Use the entries below and reproduce exactly the lines from the one containing "task | place a dot on each instance of the yellow" down to the one containing "target | dark trousers", both of them included.

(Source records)
• • • •

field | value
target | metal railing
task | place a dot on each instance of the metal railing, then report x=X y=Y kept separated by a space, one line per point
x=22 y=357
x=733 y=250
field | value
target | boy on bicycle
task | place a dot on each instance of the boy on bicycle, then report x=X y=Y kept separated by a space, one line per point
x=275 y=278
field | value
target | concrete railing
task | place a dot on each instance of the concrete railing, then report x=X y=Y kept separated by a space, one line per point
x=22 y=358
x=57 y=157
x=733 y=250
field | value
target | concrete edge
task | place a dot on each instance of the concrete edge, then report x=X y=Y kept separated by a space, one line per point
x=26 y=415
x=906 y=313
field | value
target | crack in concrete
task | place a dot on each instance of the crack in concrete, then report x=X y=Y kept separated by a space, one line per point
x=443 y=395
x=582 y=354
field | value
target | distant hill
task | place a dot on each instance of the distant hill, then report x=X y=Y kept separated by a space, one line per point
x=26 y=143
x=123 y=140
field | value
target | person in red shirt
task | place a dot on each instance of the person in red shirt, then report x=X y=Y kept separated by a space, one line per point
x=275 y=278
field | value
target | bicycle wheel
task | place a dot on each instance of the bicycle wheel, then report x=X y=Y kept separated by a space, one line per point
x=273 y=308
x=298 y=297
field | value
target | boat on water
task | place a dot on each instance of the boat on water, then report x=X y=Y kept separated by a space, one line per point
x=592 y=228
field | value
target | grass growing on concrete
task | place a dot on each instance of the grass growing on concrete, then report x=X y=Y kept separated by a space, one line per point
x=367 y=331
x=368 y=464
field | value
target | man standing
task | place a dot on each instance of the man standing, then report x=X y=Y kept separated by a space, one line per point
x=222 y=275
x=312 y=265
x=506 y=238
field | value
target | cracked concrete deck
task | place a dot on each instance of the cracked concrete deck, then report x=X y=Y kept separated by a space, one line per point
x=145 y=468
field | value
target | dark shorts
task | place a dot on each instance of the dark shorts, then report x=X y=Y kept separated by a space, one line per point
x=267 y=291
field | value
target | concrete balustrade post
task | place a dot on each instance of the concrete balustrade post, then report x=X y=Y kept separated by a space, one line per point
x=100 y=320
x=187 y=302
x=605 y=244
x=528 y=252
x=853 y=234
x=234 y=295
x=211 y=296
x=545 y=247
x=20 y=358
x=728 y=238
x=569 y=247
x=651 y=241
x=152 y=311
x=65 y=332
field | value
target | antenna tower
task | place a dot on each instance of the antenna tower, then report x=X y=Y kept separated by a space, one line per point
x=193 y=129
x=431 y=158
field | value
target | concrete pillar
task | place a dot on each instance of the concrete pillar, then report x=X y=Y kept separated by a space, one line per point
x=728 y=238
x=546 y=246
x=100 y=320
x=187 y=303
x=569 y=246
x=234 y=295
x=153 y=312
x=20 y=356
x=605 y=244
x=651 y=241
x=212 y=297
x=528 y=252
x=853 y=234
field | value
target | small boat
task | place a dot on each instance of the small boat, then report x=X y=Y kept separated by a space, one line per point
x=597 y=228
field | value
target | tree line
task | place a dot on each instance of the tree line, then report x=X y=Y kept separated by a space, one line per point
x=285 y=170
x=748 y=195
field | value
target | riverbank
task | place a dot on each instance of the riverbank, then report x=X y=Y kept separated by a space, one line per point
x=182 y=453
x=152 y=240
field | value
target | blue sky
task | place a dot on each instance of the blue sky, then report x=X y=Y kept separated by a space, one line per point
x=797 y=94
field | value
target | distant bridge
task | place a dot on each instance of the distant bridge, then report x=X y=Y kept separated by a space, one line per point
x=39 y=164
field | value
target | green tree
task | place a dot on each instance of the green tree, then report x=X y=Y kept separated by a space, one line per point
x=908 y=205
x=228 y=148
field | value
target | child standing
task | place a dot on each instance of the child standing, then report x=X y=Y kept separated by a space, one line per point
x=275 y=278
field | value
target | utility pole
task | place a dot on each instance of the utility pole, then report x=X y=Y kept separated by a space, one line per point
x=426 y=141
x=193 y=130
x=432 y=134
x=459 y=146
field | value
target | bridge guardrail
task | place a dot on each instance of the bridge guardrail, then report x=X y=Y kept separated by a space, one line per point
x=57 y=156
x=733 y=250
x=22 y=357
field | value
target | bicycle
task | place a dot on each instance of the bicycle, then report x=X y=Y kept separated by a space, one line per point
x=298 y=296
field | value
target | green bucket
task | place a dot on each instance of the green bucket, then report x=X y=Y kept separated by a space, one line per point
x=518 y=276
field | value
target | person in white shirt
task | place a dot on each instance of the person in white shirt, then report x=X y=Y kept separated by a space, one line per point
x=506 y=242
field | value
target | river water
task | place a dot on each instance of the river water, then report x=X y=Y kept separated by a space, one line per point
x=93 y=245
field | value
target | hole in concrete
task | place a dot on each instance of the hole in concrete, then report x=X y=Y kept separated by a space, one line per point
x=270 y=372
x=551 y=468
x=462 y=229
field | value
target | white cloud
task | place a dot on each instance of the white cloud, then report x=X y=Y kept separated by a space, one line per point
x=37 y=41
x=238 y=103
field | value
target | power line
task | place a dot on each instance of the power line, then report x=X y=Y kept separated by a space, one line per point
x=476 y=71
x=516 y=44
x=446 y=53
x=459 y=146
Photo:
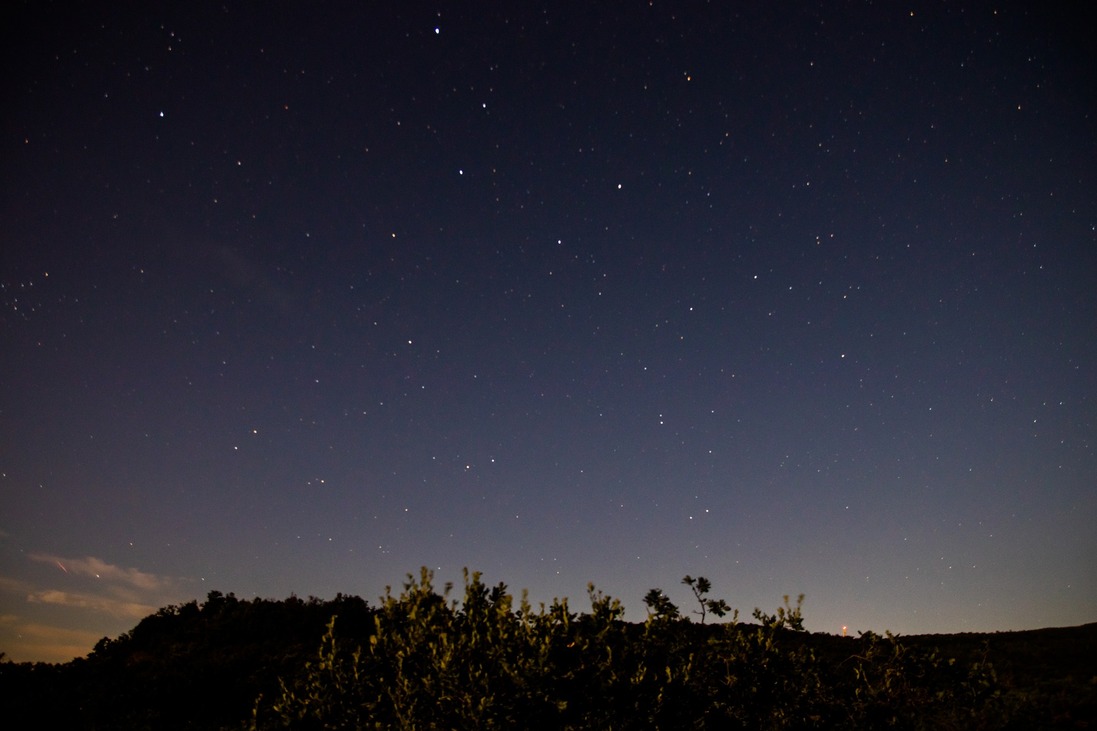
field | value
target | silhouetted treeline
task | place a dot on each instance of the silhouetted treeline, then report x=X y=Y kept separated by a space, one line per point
x=420 y=659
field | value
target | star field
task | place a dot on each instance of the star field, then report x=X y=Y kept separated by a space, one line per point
x=300 y=299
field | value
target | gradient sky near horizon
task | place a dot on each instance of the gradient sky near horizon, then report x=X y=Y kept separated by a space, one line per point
x=297 y=297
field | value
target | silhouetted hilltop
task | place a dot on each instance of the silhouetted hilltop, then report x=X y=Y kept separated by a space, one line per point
x=204 y=665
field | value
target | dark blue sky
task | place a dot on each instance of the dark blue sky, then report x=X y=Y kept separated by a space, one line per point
x=297 y=299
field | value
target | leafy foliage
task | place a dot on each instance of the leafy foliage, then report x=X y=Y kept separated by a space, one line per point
x=425 y=658
x=481 y=663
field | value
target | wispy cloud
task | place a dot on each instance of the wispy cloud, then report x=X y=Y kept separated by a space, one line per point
x=34 y=641
x=85 y=598
x=99 y=569
x=109 y=605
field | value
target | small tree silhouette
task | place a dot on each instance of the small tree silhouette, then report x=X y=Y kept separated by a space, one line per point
x=700 y=587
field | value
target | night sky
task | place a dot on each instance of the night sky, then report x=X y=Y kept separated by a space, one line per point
x=297 y=297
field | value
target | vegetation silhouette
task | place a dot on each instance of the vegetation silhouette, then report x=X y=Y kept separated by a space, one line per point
x=423 y=659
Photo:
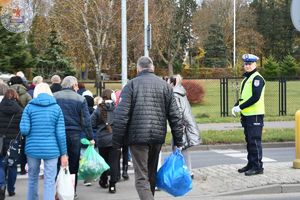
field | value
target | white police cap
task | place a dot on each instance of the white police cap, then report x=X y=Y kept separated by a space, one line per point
x=250 y=58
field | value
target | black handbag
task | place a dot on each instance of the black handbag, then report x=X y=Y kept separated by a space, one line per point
x=13 y=151
x=3 y=135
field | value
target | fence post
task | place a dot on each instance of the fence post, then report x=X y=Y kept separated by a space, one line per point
x=282 y=96
x=296 y=163
x=224 y=97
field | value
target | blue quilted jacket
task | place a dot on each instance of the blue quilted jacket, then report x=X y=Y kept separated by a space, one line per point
x=43 y=125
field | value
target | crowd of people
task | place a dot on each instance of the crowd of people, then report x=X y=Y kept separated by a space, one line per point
x=52 y=120
x=130 y=123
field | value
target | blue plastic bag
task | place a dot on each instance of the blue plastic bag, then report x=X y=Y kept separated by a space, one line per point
x=173 y=176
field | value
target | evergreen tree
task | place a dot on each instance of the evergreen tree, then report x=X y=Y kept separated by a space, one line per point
x=288 y=67
x=54 y=60
x=14 y=54
x=215 y=48
x=270 y=68
x=274 y=23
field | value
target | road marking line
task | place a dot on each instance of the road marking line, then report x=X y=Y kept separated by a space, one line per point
x=239 y=154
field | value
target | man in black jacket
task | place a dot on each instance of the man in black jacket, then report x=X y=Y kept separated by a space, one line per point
x=145 y=105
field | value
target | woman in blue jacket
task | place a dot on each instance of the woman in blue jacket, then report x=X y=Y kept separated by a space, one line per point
x=43 y=125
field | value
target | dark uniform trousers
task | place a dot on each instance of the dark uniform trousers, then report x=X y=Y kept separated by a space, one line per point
x=253 y=126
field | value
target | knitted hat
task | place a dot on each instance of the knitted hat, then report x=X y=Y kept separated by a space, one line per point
x=106 y=94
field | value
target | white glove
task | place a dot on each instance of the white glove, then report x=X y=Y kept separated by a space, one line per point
x=235 y=109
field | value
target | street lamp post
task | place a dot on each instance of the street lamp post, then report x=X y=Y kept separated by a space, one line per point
x=124 y=44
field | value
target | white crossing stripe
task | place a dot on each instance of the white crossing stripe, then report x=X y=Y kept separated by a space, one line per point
x=239 y=154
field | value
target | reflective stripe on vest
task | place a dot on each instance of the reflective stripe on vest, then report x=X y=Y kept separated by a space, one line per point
x=259 y=107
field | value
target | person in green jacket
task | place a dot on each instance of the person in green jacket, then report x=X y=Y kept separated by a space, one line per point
x=252 y=108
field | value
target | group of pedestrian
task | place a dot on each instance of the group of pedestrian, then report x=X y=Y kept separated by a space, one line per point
x=53 y=119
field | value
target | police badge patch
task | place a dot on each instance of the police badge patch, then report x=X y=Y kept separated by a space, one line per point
x=256 y=83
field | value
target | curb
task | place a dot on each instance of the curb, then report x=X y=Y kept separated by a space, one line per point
x=269 y=189
x=232 y=146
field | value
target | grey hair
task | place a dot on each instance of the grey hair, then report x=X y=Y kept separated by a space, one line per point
x=69 y=82
x=145 y=62
x=37 y=79
x=3 y=88
x=41 y=88
x=178 y=79
x=55 y=79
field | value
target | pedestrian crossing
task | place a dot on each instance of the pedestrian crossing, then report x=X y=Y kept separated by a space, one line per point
x=239 y=154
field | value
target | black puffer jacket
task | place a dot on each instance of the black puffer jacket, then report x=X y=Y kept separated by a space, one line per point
x=145 y=105
x=7 y=109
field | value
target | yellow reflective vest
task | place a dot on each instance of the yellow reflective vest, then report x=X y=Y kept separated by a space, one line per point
x=259 y=107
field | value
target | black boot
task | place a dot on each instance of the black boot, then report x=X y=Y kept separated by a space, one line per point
x=2 y=192
x=112 y=187
x=124 y=173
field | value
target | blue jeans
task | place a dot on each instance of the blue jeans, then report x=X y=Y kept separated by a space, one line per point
x=8 y=173
x=50 y=171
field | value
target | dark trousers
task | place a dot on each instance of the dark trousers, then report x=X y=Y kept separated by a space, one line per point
x=112 y=158
x=23 y=157
x=145 y=160
x=73 y=149
x=8 y=175
x=254 y=147
x=124 y=156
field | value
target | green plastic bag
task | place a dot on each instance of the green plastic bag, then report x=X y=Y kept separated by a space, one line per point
x=91 y=164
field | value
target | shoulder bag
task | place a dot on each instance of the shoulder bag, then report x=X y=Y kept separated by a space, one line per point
x=3 y=134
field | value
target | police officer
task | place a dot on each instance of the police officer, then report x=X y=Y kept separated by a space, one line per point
x=252 y=107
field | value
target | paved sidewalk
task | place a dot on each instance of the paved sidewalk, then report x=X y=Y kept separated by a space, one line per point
x=211 y=183
x=237 y=125
x=216 y=182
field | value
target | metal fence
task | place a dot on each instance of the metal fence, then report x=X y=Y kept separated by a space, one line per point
x=282 y=96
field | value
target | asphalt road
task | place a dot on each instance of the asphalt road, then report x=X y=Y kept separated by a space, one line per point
x=234 y=156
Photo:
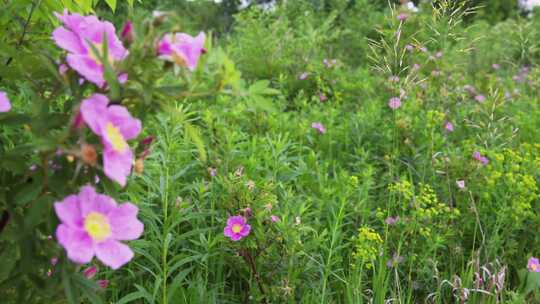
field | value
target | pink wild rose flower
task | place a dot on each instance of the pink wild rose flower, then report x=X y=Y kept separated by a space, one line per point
x=94 y=224
x=533 y=265
x=115 y=126
x=237 y=228
x=77 y=36
x=5 y=105
x=182 y=49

• • • •

> Response for this exercise:
task | place a dot on each instance of the yellow reflective vest, then report x=X y=Y kept separated by a space, one line per point
x=259 y=107
field | value
target | black boot
task | place a dot on each instance of the black boot, then report x=X y=Y kept separated by a space, one line per point
x=2 y=192
x=112 y=187
x=124 y=173
field | value
target | blue jeans
task | place a dot on each instance of the blue jeans, then report x=X y=Y kept separated by a space, one line per point
x=8 y=173
x=50 y=171
field | value
target | dark trousers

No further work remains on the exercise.